**** WORKING DATA ****

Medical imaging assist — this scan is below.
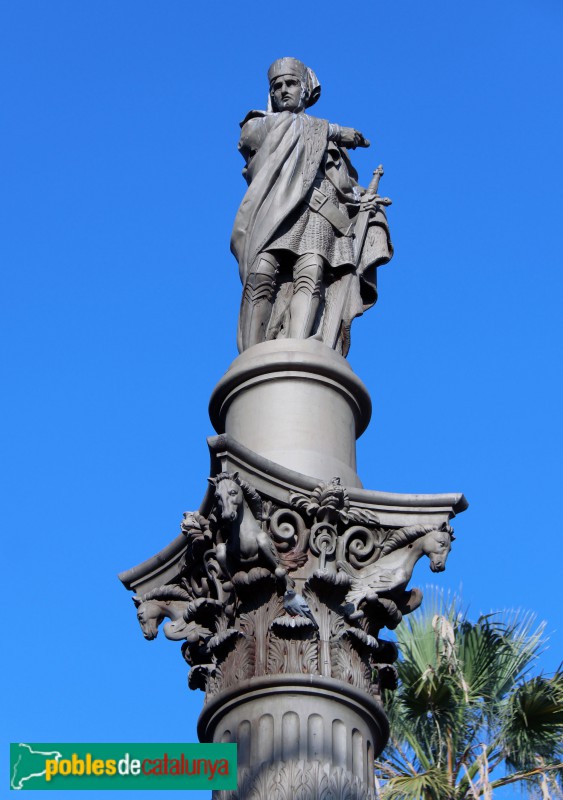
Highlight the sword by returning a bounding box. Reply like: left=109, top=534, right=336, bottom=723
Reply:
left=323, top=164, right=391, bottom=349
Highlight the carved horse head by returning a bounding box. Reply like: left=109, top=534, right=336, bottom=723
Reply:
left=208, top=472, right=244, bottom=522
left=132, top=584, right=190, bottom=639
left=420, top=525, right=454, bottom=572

****
**** WORKING DATA ****

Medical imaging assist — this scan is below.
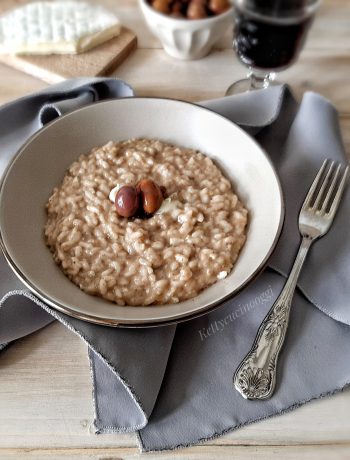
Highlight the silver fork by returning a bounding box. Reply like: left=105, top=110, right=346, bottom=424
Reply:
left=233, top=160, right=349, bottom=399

****
**** WORKING DATA ****

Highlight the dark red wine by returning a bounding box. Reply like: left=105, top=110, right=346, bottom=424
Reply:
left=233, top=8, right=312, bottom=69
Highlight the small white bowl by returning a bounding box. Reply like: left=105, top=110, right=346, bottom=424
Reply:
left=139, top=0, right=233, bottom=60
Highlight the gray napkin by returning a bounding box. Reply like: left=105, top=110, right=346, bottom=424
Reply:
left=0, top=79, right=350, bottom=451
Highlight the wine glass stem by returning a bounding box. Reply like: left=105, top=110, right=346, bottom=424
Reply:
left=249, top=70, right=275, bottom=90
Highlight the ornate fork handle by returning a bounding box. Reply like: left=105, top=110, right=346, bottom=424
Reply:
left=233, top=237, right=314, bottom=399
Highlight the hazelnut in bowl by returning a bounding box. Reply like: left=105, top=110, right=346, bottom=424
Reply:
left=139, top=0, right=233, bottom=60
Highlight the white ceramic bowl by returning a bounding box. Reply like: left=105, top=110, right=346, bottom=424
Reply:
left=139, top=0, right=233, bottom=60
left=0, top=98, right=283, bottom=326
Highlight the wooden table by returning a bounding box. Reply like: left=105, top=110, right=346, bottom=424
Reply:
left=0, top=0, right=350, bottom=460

****

WHAT IS EXPECTED: Please copy the rows from the line with "Highlight the wine" up to and including the line with "left=0, top=0, right=350, bottom=460", keeping the requests as they are and adding 110 to every coordinate in the bounding-box answers. Leave the numbers in the requests and in their sample replies unchanged, and give only those lines.

OUTPUT FOR THIS EXERCISE:
Highlight the wine glass stem by returning a bounding box. Reply like: left=105, top=110, right=346, bottom=424
Reply:
left=359, top=180, right=385, bottom=200
Highlight the ornate fork handle by returning a bounding box. Reply like: left=105, top=110, right=346, bottom=424
Reply:
left=343, top=347, right=424, bottom=509
Highlight the hazelnut in bowl by returning a bounding box. Reply like: left=105, top=110, right=346, bottom=424
Reply:
left=249, top=110, right=343, bottom=170
Highlight the white ceramic bowl by returning a bounding box. Reply like: left=105, top=110, right=346, bottom=424
Reply:
left=249, top=110, right=343, bottom=170
left=110, top=208, right=393, bottom=436
Highlight the wooden table by returning a bounding box. Reply like: left=105, top=110, right=346, bottom=424
Reply:
left=110, top=110, right=460, bottom=570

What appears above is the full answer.